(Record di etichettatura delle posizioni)
┄┄┄┄┄┄┄┄┄┄┄┄┄┄┄┄┄┄┄┄

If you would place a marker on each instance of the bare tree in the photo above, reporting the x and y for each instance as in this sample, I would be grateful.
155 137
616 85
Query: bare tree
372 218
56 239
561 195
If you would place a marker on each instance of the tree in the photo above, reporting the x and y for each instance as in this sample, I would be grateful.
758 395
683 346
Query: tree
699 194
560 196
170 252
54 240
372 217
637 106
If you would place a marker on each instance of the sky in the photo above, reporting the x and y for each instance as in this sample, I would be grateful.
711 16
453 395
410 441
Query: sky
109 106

┄┄┄┄┄┄┄┄┄┄┄┄┄┄┄┄┄┄┄┄

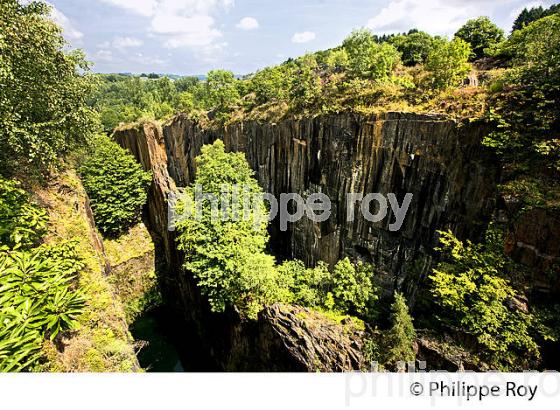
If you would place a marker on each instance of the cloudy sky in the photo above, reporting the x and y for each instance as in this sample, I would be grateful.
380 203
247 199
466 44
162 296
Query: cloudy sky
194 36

┄┄┄┄┄┄┄┄┄┄┄┄┄┄┄┄┄┄┄┄

● Esercizio proposto:
Individua ogni riga dei record che contiene la stringa "this" e ricopiala senza modifiche.

● Soluzione esercizio:
If you would place a marker on each instance of the bare tree in the photo above, reporting the x and y for each instance as in this sample, I would be grateful.
If you would place a marker on each instance of the tree in the photo above, reporting the x and y for each instance as in this sample, I would be grateful.
If you would place a marker on each instance of the sky in the photo above, reporting the x and y for each instance as in this sample, I would be grateful.
If you would place a marker on each instance of the cloudy sky in the photo above, reporting the x and y for each instance as in this sample, I would be grateful.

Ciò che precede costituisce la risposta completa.